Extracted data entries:

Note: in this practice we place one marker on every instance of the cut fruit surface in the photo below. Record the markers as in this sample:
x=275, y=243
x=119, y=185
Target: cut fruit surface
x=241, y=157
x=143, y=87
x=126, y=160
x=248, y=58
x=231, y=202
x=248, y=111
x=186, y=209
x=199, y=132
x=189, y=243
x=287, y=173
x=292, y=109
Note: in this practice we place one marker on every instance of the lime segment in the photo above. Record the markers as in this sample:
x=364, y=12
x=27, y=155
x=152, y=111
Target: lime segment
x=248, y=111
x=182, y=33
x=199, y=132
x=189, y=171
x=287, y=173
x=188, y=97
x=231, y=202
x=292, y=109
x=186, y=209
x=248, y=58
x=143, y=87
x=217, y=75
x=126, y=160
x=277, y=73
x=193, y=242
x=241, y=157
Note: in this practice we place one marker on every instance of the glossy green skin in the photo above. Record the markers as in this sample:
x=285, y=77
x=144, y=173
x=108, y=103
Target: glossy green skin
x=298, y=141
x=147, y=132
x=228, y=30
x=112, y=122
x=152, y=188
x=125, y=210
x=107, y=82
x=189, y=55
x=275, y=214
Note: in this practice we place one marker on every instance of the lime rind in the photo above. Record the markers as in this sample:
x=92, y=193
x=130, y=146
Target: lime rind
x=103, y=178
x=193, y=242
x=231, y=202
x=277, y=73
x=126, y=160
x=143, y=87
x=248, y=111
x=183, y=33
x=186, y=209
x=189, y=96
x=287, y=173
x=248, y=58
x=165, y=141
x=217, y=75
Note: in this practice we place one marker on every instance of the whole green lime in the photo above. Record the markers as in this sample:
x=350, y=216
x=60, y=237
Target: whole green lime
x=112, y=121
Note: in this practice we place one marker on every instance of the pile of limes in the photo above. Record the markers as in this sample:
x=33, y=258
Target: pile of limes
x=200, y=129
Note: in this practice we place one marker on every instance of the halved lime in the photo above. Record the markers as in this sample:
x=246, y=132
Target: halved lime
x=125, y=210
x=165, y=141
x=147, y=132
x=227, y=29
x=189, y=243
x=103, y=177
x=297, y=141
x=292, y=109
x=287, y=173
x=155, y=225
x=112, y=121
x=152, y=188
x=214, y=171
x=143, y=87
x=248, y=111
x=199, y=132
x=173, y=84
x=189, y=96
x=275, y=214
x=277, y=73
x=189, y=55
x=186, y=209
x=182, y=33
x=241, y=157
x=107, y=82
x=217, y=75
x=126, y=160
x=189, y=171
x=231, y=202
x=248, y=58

What you need to do
Copy out all of the material above, replacing "in this practice" with "in this exercise" wherever it appears and keeping everything else the same.

The response
Note: in this exercise we place one marker on every instance of the cut fruit surface in the photo below. Record the markers as in this sample:
x=275, y=243
x=119, y=185
Target: cut fruit surface
x=241, y=157
x=143, y=87
x=126, y=160
x=248, y=58
x=231, y=202
x=248, y=111
x=186, y=209
x=199, y=132
x=189, y=243
x=287, y=173
x=292, y=109
Note: in this exercise we place one marker on every instance of the lime segment in the photo above. Record the markers as in this sample:
x=364, y=12
x=27, y=155
x=152, y=111
Target: lime segment
x=248, y=111
x=182, y=33
x=199, y=132
x=189, y=171
x=287, y=173
x=188, y=97
x=231, y=202
x=292, y=109
x=186, y=209
x=248, y=58
x=143, y=87
x=217, y=75
x=126, y=160
x=277, y=73
x=193, y=242
x=241, y=157
Note: in this exercise we place one marker on every instance of the glossy green skin in the photo above. Record the markers as in this sample:
x=285, y=77
x=144, y=173
x=108, y=103
Target: glossy green skin
x=298, y=141
x=147, y=132
x=228, y=30
x=112, y=122
x=152, y=188
x=125, y=210
x=107, y=82
x=189, y=55
x=275, y=214
Note: in this exercise we place one marker on every instance of the lime rind in the photo above. Record the markers as in this sample:
x=92, y=193
x=130, y=146
Target: lime rind
x=103, y=178
x=193, y=242
x=231, y=202
x=277, y=73
x=126, y=160
x=143, y=87
x=248, y=111
x=183, y=33
x=186, y=209
x=189, y=96
x=287, y=173
x=248, y=58
x=165, y=141
x=217, y=75
Note: in this exercise we place one marker on every instance of the whole green lime in the photo above. Record the markers as in this sample:
x=350, y=216
x=60, y=237
Target: whole green lime
x=112, y=121
Note: in this exercise we place one marker on every instance of the pile of limes in the photo above. Record the markers as in this sample:
x=33, y=258
Target: pile of limes
x=200, y=129
Note: in this exercise we place one marker on every instance of the halved lime in the photo above. Record the markers as in this sample:
x=246, y=132
Target: halved lime
x=125, y=210
x=165, y=141
x=147, y=132
x=227, y=29
x=189, y=243
x=103, y=177
x=297, y=141
x=292, y=109
x=287, y=173
x=155, y=225
x=112, y=121
x=152, y=188
x=214, y=171
x=143, y=87
x=248, y=111
x=199, y=132
x=173, y=84
x=189, y=96
x=275, y=214
x=277, y=73
x=189, y=55
x=186, y=209
x=182, y=33
x=241, y=157
x=107, y=82
x=217, y=75
x=126, y=160
x=189, y=171
x=231, y=202
x=248, y=58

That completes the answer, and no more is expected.